**Exercise**.
Decide whether each statement below agrees with the article on the mortgage interest deduction. Answer yes or no for each, quoting the words of the article that settle it.
1. The 1980s saw the elimination of most consumer interest deductions, including those for credit card and auto loan interest.
2. The article expects the mortgage interest deduction to be abolished entirely.
3. Paul Ryan hinted that the current cap on the deduction could be lowered.

## begin Extract provided

Mortgage Interest Deduction last chapter?

mortgage interest deduction
Mortgage interest deduction (infographic from

The mortgage interest deduction seems to be the everyone’s lovable fiscal scapegoat.  The mortgage interest deduction was almost abolished in 2010 as a means of increasing revenue after the recession.  And then again in 2012 it’s elimination was considered to increase revenue lost through sequestration.  This time the mortgage interest deduction is in Congress’ sights as a means of tax reform.

The mortgage interest deduction is a remnant of consumer interest deductions that were allowed when income tax was first collected.  It wasn’t until the 1980’s when most consumer interest deductions, such as credit card and auto loan interest, were eliminated (to reduce budget deficits after a deep recession).  The mortgage interest deduction survived in a limited form, which implemented a cap on the amount of an individual’s deductions.

The mortgage interest deduction is again embattled.  Reporting by AP’s Marcy Gordon reveals the divide in eradicating the MID (GOP eyes popular tax breaks to finance overhaul;, September 18, 2017).  The MID is viewed by some as a middle-class mainstay that is a political hot potato.  While others see the MIS as an antiquated subsidy that can be removed as part of a major tax plan.  However, the likelihood of totally abolishing the MID is slim because of the political fallout.  More likely to occur is something akin to what happened in the 1980’s, which was a narrowed version that limited deductions.  Speaker of the House, Paul Ryan hinted that the current $1million cap could be further reduced, by saying “We could change that limit — I suppose.”

Over the decades, the mortgage interest deduction has been criticized by some as poor economic policy. Those who argue against the mortgage interest deduction claim that it doesn’t increase homeownership.  They also claim that the MID is a subsidy that artificially inflates home prices, and is used mostly by the wealthy.  Additionally, the enticement of receiving a MID at the end of the year is used to encourage home buyers to buy homes that they really can’t afford.  A recent study by Jonathon Gruber (known to many as the architect of Obamacare), et al, produced results that mimics the assertions of the mortgage interest deduction critics’ (Do People Respond to the Mortgage Interest Deduction? Quasi-Experimental Evidence from Denmark; National Bureau of Economic Research, Inc; Working Paper 23600, July 2017).

## end Extract provided
## begin Dataset entries

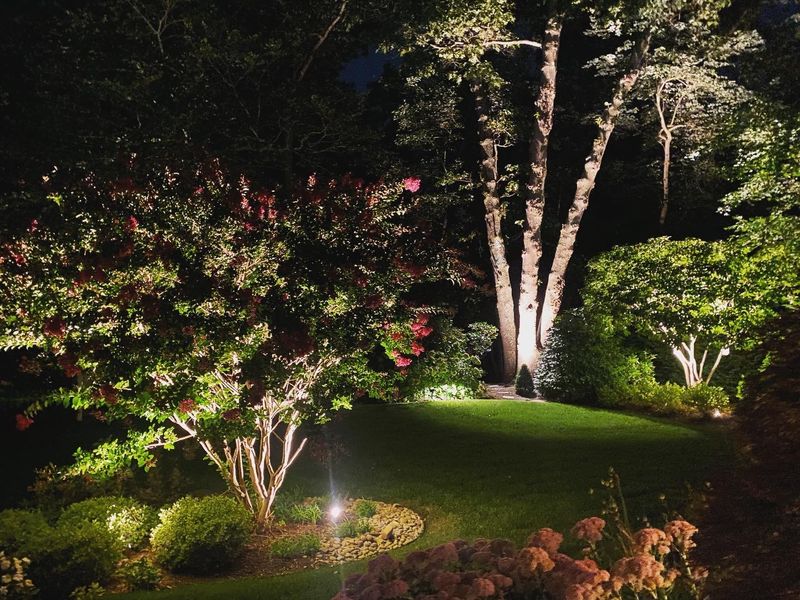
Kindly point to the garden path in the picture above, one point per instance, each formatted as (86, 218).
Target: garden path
(507, 392)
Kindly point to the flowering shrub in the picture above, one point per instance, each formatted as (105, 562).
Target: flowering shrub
(129, 521)
(201, 535)
(14, 583)
(213, 310)
(616, 564)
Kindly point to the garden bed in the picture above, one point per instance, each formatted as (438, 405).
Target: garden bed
(391, 526)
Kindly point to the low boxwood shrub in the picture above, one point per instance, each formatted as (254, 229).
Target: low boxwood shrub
(201, 535)
(294, 546)
(524, 383)
(129, 521)
(365, 508)
(139, 574)
(305, 512)
(18, 528)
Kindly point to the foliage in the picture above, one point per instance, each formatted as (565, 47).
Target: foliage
(19, 528)
(751, 516)
(68, 556)
(650, 561)
(14, 582)
(88, 592)
(524, 383)
(305, 512)
(129, 521)
(248, 327)
(139, 574)
(55, 488)
(201, 535)
(584, 362)
(351, 528)
(364, 508)
(451, 367)
(292, 547)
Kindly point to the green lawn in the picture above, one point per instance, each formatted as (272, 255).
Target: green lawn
(486, 468)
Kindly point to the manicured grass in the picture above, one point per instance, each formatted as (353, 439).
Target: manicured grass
(486, 469)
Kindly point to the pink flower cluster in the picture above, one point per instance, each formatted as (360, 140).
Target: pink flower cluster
(496, 569)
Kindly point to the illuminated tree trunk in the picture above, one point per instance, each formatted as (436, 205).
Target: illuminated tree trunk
(255, 466)
(527, 343)
(569, 230)
(692, 370)
(497, 248)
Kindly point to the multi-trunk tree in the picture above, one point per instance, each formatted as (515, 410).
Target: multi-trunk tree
(196, 306)
(466, 39)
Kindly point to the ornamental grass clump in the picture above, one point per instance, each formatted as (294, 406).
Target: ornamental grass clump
(616, 563)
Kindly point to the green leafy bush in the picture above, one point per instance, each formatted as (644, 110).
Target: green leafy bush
(88, 592)
(450, 369)
(69, 556)
(351, 528)
(201, 535)
(62, 557)
(524, 383)
(292, 547)
(14, 581)
(139, 574)
(129, 521)
(365, 508)
(305, 512)
(18, 528)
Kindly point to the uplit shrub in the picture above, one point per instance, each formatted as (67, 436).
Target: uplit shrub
(92, 591)
(69, 556)
(295, 546)
(524, 383)
(584, 364)
(139, 574)
(201, 535)
(54, 489)
(305, 512)
(653, 563)
(18, 528)
(365, 508)
(129, 521)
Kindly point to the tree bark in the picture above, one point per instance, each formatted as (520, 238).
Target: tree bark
(569, 230)
(494, 233)
(527, 343)
(667, 146)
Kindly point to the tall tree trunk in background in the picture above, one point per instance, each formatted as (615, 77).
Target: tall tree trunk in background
(569, 230)
(494, 233)
(527, 343)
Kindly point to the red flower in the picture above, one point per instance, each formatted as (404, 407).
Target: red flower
(232, 414)
(108, 393)
(187, 405)
(23, 422)
(411, 184)
(55, 327)
(402, 361)
(67, 363)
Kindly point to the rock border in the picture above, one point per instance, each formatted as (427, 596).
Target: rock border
(392, 526)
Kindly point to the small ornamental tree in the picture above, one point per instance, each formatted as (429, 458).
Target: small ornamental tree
(701, 298)
(211, 310)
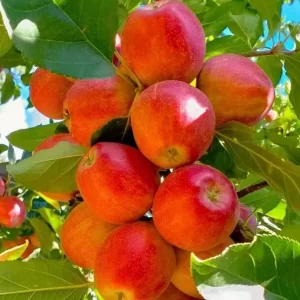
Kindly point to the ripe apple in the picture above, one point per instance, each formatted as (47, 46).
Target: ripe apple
(134, 263)
(238, 89)
(271, 116)
(91, 103)
(173, 293)
(196, 208)
(82, 235)
(245, 213)
(173, 123)
(182, 277)
(117, 182)
(48, 144)
(163, 41)
(2, 187)
(48, 91)
(12, 211)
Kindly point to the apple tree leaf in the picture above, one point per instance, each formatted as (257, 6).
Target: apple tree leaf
(41, 279)
(282, 175)
(51, 170)
(75, 38)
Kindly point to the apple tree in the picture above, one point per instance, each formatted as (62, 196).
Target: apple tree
(48, 46)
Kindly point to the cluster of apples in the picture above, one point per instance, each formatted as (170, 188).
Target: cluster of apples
(193, 209)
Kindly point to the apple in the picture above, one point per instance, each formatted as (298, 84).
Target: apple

## end Dataset entries

**Right answer**.
1. Yes: "It wasn’t until the 1980’s when most consumer interest deductions, such as credit card and auto loan interest, were eliminated"
2. No: "the likelihood of totally abolishing the MID is slim because of the political fallout"
3. Yes: "Speaker of the House, Paul Ryan hinted that the current $1million cap could be further reduced"